::: Selected passage
The ongoing convergence of the tech and health care industries has yielded some remarkable advances in telehealth, electronic health records, or EHRs, and mobile apps. Yet several companies are going even further by creating “smart pills” — medications that are synchronized to mobile devices after they are ingested.
This idea of edible technology has crossed over from sci-fi to reality to address the troubling fact that over half of all drugs worldwide are prescribed, dispensed, or sold inappropriately, according to the World Health Organization.
The smart pill
Last July, the Food and Drug Administration approved Proteus Digital Health’s ingestible biosensor and its companion patch as the world’s first “smart pill” system, Helius. The pill is embedded with a tiny sensor made from silicon and natural ingredients.
After the pill is swallowed, it uses stomach fluid as a power source to broadcast signals back to its battery-powered companion patch. The data includes vital information such as the time of ingestion, the patient’s heart rate, body temperature, and other activities. That data is then sent to a smartphone app used by physicians to better gauge a patient’s current condition.
Prior to FDA approval, Helius was tested for the treatment of mental health, heart conditions, hypertension, and diabetes, according to Proteus CEO Andrew Thompson.
A trio of major backers
Proteus Digital Health has some major investors, including pharma giant Novartis AG (ADR) (NYSE:NVS), medical device bellwether Medtronic, Inc. (NYSE:MDT), and tech giant Oracle Corporation (NYSE:ORCL).
::::::
::: Extracted entries
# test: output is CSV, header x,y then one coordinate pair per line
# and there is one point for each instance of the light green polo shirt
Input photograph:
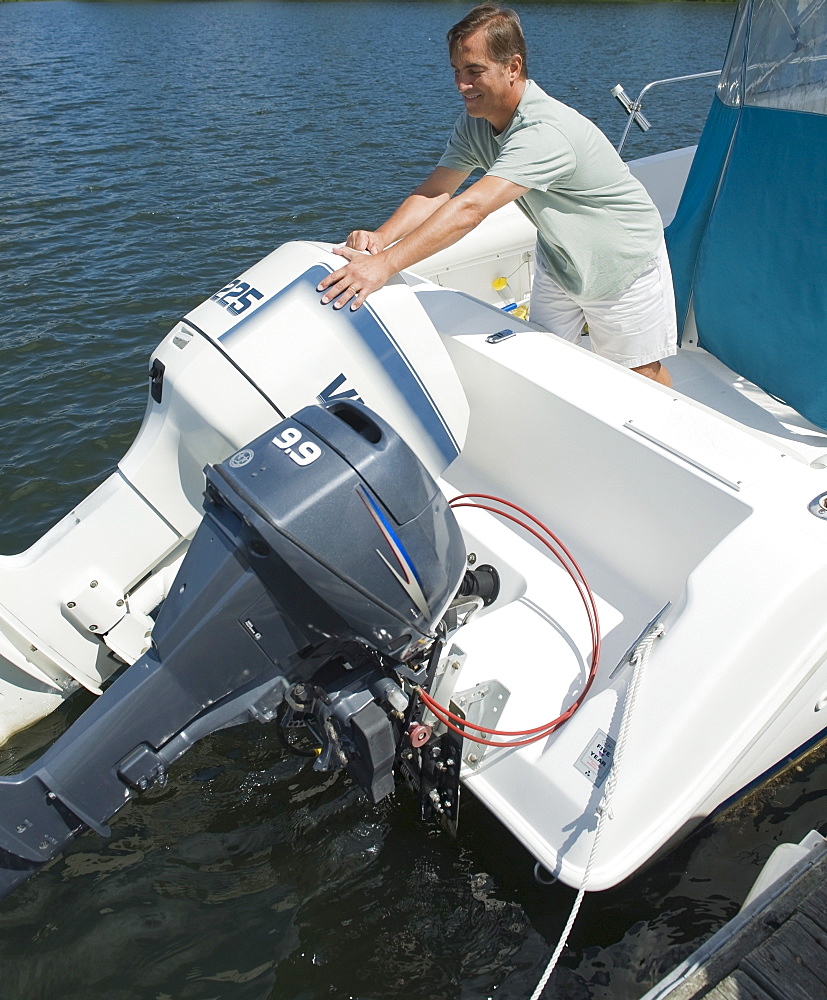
x,y
597,228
::::::
## Apply what you read:
[1] In the article about smart pills, what does the swallowed pill use as its power source?
[2] List every condition that the article about smart pills says Helius was tested for before FDA approval.
[3] Carry on the article about smart pills from the point where it stops.
The listing has nothing to do with the article about smart pills.

## List of answers:
[1] Stomach fluid.

[2] Mental health, heart conditions, hypertension, and diabetes.

[3]
In 2010, Novartis AG (ADR) (NYSE:NVS) invested $24 million in Proteus to license its sensor technology worldwide. Novartis also gained rights related to Proteus’ upcoming oncology, cardiovascular, and clinical development applications for the smart pill system. Novartis AG (ADR) (NYSE:NVS) has used the smart pill technology on a 20-patient study to track the use of its blood pressure drug, Diovan. According to Novartis AG (ADR) (NYSE:NVS), the use of Proteus’ technology improved drug regimen compliance from 30% to 80% after six months. This higher compliance rate could not only increase the quality of care for patients, but also boost Novartis AG (ADR) (NYSE:NVS)’s revenue through higher sales of its drugs.
Medtronic, Inc. (NYSE:MDT)’s interest in Proteus also suggests a strong link between smart pills and telehealth devices. Medtronic, Inc. (NYSE:MDT) currently produces pacemakers that can be monitored remotely via its CareLink Network. It also recently acquired remote monitoring device company Cardiocom to expand its telehealth business. For Medtronic, Inc. (NYSE:MDT), investing in smart pills and remote monitoring solutions is a sound way to diversify from its core business of medical devices, which may suffer from upcoming Medicare cuts.